STATED EXERCISE
Rewrite all of the data below as a JSON list of strings, with each line as its own string and blank lines omitted.

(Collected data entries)
○ ○ ○

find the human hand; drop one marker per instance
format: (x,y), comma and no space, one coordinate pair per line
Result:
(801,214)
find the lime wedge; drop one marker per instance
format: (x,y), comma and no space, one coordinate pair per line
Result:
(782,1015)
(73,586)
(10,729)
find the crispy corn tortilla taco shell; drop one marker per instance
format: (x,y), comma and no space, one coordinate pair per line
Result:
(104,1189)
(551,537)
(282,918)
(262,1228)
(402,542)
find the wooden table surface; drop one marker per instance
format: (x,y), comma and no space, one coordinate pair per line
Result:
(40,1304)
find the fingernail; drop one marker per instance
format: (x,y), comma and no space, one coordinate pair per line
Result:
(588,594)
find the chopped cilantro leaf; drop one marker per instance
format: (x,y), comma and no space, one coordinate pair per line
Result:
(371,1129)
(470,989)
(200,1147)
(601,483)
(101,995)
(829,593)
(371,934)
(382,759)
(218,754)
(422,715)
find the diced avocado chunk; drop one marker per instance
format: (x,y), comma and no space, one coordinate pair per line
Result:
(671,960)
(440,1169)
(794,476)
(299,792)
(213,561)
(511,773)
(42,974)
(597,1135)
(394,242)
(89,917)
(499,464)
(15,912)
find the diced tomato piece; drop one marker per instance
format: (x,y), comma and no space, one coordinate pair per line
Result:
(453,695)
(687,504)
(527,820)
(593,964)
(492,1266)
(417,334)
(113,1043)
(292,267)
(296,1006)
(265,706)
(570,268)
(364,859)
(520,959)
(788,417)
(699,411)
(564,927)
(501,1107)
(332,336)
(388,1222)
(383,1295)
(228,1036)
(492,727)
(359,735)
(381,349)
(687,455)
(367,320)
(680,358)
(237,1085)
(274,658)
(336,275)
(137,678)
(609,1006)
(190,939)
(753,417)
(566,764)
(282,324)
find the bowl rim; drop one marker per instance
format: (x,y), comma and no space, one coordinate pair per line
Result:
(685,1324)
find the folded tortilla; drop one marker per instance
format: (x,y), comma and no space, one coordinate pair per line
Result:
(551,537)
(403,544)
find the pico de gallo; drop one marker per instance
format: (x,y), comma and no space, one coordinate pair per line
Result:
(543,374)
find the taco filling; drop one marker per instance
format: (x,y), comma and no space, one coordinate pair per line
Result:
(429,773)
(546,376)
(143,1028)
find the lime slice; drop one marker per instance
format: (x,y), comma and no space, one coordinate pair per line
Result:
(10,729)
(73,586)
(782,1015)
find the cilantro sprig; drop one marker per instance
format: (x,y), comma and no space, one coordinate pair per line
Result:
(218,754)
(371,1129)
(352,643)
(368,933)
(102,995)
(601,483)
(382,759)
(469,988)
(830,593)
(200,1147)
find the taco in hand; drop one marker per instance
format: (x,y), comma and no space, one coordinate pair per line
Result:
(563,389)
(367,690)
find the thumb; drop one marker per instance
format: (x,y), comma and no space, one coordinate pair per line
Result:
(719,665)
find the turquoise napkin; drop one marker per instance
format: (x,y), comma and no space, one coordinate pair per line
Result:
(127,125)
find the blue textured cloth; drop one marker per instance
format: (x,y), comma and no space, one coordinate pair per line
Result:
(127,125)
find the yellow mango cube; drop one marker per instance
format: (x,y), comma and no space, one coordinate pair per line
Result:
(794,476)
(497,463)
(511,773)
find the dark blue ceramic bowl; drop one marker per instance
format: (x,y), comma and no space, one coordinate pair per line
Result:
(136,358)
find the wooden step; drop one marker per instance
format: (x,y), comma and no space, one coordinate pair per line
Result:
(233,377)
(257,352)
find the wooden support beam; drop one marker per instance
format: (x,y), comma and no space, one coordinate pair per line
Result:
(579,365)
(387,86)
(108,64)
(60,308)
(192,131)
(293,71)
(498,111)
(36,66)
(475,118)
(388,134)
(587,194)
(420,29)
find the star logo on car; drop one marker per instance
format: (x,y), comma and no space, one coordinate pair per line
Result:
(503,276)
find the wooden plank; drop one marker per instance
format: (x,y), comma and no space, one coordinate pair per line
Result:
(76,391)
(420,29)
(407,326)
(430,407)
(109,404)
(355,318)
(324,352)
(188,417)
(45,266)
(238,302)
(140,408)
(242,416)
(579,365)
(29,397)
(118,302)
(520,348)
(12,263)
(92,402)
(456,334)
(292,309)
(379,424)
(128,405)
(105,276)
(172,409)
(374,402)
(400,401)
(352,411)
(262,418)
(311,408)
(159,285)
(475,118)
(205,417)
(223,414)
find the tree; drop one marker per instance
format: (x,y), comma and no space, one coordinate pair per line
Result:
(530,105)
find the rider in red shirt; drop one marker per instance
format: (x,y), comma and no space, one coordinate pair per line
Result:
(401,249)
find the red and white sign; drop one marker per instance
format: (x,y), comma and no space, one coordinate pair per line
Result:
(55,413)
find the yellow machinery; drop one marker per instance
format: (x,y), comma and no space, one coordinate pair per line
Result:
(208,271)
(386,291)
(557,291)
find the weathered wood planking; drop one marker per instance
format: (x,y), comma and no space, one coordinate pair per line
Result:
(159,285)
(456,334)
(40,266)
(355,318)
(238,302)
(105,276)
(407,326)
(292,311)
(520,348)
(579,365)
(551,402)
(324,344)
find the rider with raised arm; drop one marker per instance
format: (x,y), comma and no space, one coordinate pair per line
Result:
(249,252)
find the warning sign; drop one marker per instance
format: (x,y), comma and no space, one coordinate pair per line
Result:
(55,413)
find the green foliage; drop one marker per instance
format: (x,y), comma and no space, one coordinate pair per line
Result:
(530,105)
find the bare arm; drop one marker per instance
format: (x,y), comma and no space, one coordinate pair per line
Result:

○ ○ ○

THE RESULT
[
  "find the human hand; drop one marker per instance",
  "format: (x,y), comma and no space, one coordinate pair per line",
  "Result:",
  "(801,214)",
  "find the lime wedge; drop one marker per instance",
  "format: (x,y), comma and no space, one coordinate pair per line",
  "Result:",
  "(782,1015)",
  "(73,586)",
  "(10,729)",
  "find the crispy corn tortilla taco shell; drop one marker per instance",
  "format: (x,y), comma and no space, one coordinate pair per line",
  "Result:",
  "(104,1189)",
  "(551,537)",
  "(282,918)",
  "(262,1228)",
  "(402,542)",
  "find the wooden table surface; drop one marker per instance",
  "format: (x,y), comma and no space, one coordinate pair per line",
  "Result:",
  "(40,1304)",
  "find the fingernail; drop one marker per instance",
  "format: (x,y), comma and no space, one coordinate pair per line",
  "Result:",
  "(588,594)",
  "find the chopped cilantro leaf; drop one marker per instance",
  "format: (x,y), comma and no space, one coordinate pair per line",
  "Result:",
  "(371,1129)",
  "(470,989)",
  "(200,1147)",
  "(601,483)",
  "(101,995)",
  "(829,593)",
  "(371,934)",
  "(382,759)",
  "(218,754)",
  "(422,715)",
  "find the diced avocado chunk; drop one marker per instance",
  "format: (x,y), comma and no space, one coordinate pair per line",
  "Result:",
  "(671,960)",
  "(440,1169)",
  "(794,476)",
  "(299,792)",
  "(213,561)",
  "(511,773)",
  "(42,974)",
  "(597,1135)",
  "(394,242)",
  "(89,917)",
  "(499,464)",
  "(15,912)",
  "find the diced tomato piece; drop one marker per instance",
  "format: (x,y), comma and no space, one coordinate pair per line",
  "Result:",
  "(453,695)",
  "(687,504)",
  "(527,820)",
  "(593,964)",
  "(492,1266)",
  "(417,334)",
  "(113,1043)",
  "(292,267)",
  "(296,1006)",
  "(265,706)",
  "(570,268)",
  "(364,859)",
  "(520,959)",
  "(788,417)",
  "(699,411)",
  "(564,927)",
  "(501,1107)",
  "(332,336)",
  "(388,1222)",
  "(383,1295)",
  "(228,1036)",
  "(492,727)",
  "(359,735)",
  "(381,349)",
  "(687,455)",
  "(367,320)",
  "(680,358)",
  "(237,1085)",
  "(274,658)",
  "(336,275)",
  "(137,678)",
  "(609,1006)",
  "(190,939)",
  "(753,417)",
  "(566,764)",
  "(282,324)",
  "find the bowl rim; drop one marker per instance",
  "format: (x,y), comma and no space, one coordinate pair per line",
  "Result:",
  "(685,1324)",
  "find the folded tortilla; drop one marker per instance",
  "format: (x,y), comma and no space, one coordinate pair per line",
  "Result:",
  "(551,537)",
  "(403,544)",
  "find the pico de gallo; drop one marker per instance",
  "format: (x,y), comma and no space, one coordinate pair per line",
  "Result:",
  "(543,374)",
  "find the taco filling; drop one marker per instance",
  "format: (x,y), comma and no space, one coordinate pair per line",
  "Result:",
  "(429,773)",
  "(546,376)",
  "(143,1028)",
  "find the lime slice; drop one marker per instance",
  "format: (x,y), comma and no space, one coordinate pair per line",
  "Result:",
  "(10,729)",
  "(73,586)",
  "(782,1015)",
  "find the cilantro sprig; drop one marker per instance",
  "format: (x,y), comma and no space, one coordinate pair per line",
  "Result:",
  "(218,754)",
  "(371,1129)",
  "(352,643)",
  "(368,933)",
  "(102,995)",
  "(601,483)",
  "(382,759)",
  "(469,988)",
  "(830,593)",
  "(200,1147)",
  "find the taco in hand; drop one marker per instance",
  "format: (x,y), comma and no space, one coordinate pair per line",
  "Result:",
  "(563,389)",
  "(367,690)",
  "find the thumb; drop one marker per instance",
  "format: (x,y), comma and no space, one coordinate pair per line",
  "Result:",
  "(719,665)",
  "find the turquoise napkin; drop one marker per instance",
  "format: (x,y), comma and no space, one coordinate pair per line",
  "Result:",
  "(127,125)",
  "find the blue textured cloth; drop one marker per instance",
  "format: (x,y), comma and no space, one coordinate pair per line",
  "Result:",
  "(127,125)",
  "find the yellow mango cube; drop one marker per instance",
  "format: (x,y), comma and no space, one coordinate pair per line",
  "Result:",
  "(794,476)",
  "(497,463)",
  "(511,773)",
  "find the dark blue ceramic bowl; drop one marker per instance",
  "format: (x,y), comma and no space, one coordinate pair per line",
  "Result:",
  "(136,358)",
  "find the wooden step; drop one marker per instance",
  "format: (x,y), comma and no space, one coordinate pair per line",
  "Result:",
  "(233,377)",
  "(257,352)",
  "find the wooden support beam; drop one marker per instance",
  "format: (x,y), comma and no space, one coordinate pair per line",
  "Result:",
  "(579,365)",
  "(387,86)",
  "(108,64)",
  "(60,308)",
  "(192,131)",
  "(293,71)",
  "(498,111)",
  "(36,66)",
  "(475,118)",
  "(388,134)",
  "(587,194)",
  "(420,29)",
  "find the star logo on car; drop one marker per instance",
  "format: (x,y), comma and no space, one coordinate pair per line",
  "Result:",
  "(503,276)",
  "find the wooden plank; drop one marker per instance",
  "format: (x,y), comma and no space, one coordinate pair per line",
  "Result:",
  "(76,391)",
  "(420,29)",
  "(407,326)",
  "(430,407)",
  "(109,404)",
  "(355,318)",
  "(324,352)",
  "(188,417)",
  "(45,266)",
  "(238,302)",
  "(140,408)",
  "(242,416)",
  "(579,365)",
  "(29,397)",
  "(118,302)",
  "(520,348)",
  "(12,263)",
  "(92,402)",
  "(456,334)",
  "(292,309)",
  "(379,424)",
  "(128,405)",
  "(105,276)",
  "(172,409)",
  "(374,402)",
  "(400,401)",
  "(352,411)",
  "(262,418)",
  "(311,408)",
  "(159,285)",
  "(475,118)",
  "(205,417)",
  "(223,414)",
  "find the tree; drop one marker per instance",
  "format: (x,y), comma and no space, one coordinate pair per line",
  "Result:",
  "(530,105)",
  "find the rider in red shirt; drop one marker per instance",
  "format: (x,y), comma and no space, one coordinate pair per line",
  "Result:",
  "(401,249)",
  "find the red and white sign; drop one marker per instance",
  "format: (x,y), comma and no space, one coordinate pair per line",
  "Result:",
  "(55,413)",
  "find the yellow machinery; drop one marker per instance",
  "format: (x,y), comma and no space, one coordinate pair per line",
  "Result:",
  "(208,271)",
  "(386,291)",
  "(557,291)",
  "find the weathered wood planking; drop one marker per instance",
  "format: (x,y), comma and no space, one coordinate pair per line",
  "Result:",
  "(159,285)",
  "(456,334)",
  "(40,266)",
  "(355,318)",
  "(238,302)",
  "(105,276)",
  "(407,326)",
  "(292,311)",
  "(520,348)",
  "(579,365)",
  "(551,402)",
  "(324,344)",
  "find the rider with raised arm; drop one marker per instance",
  "format: (x,y), comma and no space, one coordinate pair per line",
  "Result:",
  "(249,252)",
  "find the warning sign; drop one marker per instance",
  "format: (x,y), comma and no space, one coordinate pair per line",
  "Result:",
  "(55,413)",
  "find the green foliage; drop one marker per instance",
  "format: (x,y), comma and no space, one coordinate pair per line",
  "Result:",
  "(530,105)",
  "find the bare arm; drop one marker per instance",
  "format: (x,y), comma and no space, one coordinate pair per line",
  "Result:"
]